**PROMPT**. Both the line containing "Target: feta crumb" and the last line of the listing are included: write out exactly the lines from one to the other.

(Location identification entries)
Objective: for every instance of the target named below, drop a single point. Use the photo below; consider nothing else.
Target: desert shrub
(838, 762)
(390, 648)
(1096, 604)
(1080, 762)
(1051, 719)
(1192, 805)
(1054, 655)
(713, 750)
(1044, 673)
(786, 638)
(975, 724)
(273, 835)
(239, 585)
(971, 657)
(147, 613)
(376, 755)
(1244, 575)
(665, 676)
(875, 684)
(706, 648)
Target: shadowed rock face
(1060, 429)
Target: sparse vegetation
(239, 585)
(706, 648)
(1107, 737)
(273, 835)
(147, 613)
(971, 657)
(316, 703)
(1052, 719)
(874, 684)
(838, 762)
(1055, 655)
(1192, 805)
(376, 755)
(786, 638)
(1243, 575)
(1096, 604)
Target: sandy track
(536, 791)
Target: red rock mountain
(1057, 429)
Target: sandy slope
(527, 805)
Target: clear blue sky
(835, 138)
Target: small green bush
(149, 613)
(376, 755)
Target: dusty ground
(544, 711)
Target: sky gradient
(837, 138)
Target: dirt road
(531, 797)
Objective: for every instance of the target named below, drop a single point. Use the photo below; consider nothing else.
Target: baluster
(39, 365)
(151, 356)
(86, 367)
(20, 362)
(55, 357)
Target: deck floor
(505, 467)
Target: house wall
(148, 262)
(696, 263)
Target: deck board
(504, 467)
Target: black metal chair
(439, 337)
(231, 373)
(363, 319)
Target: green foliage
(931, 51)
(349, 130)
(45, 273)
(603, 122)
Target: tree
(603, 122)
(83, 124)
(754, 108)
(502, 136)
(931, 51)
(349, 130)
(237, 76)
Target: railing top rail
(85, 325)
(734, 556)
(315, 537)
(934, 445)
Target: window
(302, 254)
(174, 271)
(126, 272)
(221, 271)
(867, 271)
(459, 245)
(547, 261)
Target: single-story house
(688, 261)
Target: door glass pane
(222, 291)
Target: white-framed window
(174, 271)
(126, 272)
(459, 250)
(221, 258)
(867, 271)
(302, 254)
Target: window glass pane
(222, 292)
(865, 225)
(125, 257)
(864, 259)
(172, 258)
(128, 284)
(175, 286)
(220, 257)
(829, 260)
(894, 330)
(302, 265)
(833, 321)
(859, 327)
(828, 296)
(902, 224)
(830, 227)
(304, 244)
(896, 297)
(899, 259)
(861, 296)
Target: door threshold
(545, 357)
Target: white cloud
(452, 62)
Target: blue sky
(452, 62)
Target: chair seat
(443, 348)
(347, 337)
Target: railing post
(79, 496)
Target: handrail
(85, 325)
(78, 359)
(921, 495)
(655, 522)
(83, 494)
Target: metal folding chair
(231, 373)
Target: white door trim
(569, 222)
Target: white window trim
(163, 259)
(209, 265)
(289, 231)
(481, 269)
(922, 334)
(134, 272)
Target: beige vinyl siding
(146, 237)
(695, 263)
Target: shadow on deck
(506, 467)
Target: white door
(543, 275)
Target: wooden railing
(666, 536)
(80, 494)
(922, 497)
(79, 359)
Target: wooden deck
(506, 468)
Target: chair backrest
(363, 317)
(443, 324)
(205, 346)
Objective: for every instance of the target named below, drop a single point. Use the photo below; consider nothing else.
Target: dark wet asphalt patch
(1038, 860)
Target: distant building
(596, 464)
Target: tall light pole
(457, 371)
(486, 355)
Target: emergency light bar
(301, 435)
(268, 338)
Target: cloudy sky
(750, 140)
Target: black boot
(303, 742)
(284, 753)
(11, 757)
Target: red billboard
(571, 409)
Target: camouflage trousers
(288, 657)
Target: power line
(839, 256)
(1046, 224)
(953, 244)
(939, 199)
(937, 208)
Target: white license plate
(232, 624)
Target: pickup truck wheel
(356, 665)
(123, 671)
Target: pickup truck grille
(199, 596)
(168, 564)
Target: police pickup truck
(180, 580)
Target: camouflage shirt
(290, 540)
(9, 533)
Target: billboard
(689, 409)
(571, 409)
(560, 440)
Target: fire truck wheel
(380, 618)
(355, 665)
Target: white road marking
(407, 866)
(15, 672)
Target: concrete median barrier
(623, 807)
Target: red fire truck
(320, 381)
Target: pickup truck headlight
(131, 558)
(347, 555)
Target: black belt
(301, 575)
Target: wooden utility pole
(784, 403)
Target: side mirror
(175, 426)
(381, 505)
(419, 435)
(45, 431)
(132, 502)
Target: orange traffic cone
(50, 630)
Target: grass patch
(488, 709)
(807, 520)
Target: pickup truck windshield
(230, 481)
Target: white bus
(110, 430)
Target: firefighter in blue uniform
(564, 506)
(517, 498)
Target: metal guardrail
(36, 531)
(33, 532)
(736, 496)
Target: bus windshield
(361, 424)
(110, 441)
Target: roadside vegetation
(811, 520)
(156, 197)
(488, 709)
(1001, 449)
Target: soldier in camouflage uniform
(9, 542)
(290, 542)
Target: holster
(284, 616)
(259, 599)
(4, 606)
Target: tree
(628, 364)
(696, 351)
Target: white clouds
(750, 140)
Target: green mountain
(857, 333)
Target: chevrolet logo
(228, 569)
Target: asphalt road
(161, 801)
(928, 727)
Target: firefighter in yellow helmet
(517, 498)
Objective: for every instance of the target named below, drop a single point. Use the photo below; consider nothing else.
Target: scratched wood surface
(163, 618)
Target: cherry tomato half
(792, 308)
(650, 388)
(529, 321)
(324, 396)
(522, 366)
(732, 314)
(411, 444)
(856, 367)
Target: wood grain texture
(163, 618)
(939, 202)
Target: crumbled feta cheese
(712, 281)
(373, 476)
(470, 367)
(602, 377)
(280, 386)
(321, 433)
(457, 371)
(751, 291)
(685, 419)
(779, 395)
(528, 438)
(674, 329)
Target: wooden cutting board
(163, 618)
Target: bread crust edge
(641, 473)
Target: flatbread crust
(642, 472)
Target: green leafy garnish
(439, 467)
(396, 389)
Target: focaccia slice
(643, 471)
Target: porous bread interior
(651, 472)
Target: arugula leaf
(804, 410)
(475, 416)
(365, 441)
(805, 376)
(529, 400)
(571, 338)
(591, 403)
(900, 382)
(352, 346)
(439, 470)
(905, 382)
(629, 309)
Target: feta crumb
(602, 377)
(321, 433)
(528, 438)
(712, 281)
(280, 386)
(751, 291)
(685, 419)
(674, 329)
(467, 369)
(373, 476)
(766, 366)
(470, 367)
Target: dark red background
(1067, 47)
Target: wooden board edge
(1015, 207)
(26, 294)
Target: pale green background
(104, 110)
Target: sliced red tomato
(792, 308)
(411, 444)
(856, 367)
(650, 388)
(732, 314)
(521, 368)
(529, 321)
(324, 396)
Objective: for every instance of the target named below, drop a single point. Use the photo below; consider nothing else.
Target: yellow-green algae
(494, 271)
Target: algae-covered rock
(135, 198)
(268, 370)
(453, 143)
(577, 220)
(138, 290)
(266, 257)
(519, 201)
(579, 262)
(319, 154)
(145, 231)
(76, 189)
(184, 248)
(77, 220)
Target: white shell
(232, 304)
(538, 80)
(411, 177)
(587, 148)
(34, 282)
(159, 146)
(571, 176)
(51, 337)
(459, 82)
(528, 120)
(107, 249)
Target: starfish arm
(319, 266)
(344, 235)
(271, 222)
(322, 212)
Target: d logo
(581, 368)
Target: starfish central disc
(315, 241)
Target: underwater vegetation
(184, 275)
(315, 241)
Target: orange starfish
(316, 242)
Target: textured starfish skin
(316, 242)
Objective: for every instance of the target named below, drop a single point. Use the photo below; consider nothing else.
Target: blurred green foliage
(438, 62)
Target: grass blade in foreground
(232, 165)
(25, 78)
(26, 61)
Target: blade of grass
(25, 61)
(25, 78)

**ANSWER TO THIS EXERCISE**.
Target: feta crumb
(602, 377)
(321, 433)
(528, 438)
(712, 281)
(280, 386)
(751, 291)
(685, 419)
(674, 329)
(467, 369)
(373, 476)
(766, 366)
(470, 367)
Target: dark red background
(1067, 47)
Target: wooden board edge
(1015, 207)
(26, 294)
Target: pale green background
(104, 110)
Target: sliced red tomato
(792, 308)
(411, 444)
(856, 367)
(650, 388)
(732, 314)
(521, 368)
(529, 321)
(324, 396)
Objective: for every instance of the target named below, drop a single point. Use the photo below; consider nothing else.
Target: yellow-green algae
(494, 271)
Target: algae-covered rock
(135, 198)
(268, 370)
(453, 143)
(577, 220)
(138, 290)
(266, 257)
(519, 201)
(579, 262)
(319, 154)
(145, 231)
(76, 189)
(184, 248)
(77, 220)
Target: white shell
(232, 304)
(538, 80)
(411, 177)
(587, 148)
(34, 282)
(159, 146)
(571, 176)
(51, 337)
(459, 82)
(528, 120)
(107, 249)
Target: starfish arm
(319, 266)
(344, 235)
(271, 222)
(322, 212)
Target: d logo
(581, 368)
Target: starfish central disc
(315, 241)
Target: underwater vegetation
(184, 275)
(315, 241)
Target: orange starfish
(316, 242)
Target: textured starfish skin
(316, 242)
Objective: for every instance of the target named below, drop a single point. Use the photo below; consider nothing else.
Target: blurred green foliage
(438, 62)
Target: grass blade in foreground
(232, 165)
(25, 78)
(26, 61)
Target: blade of grass
(25, 61)
(25, 78)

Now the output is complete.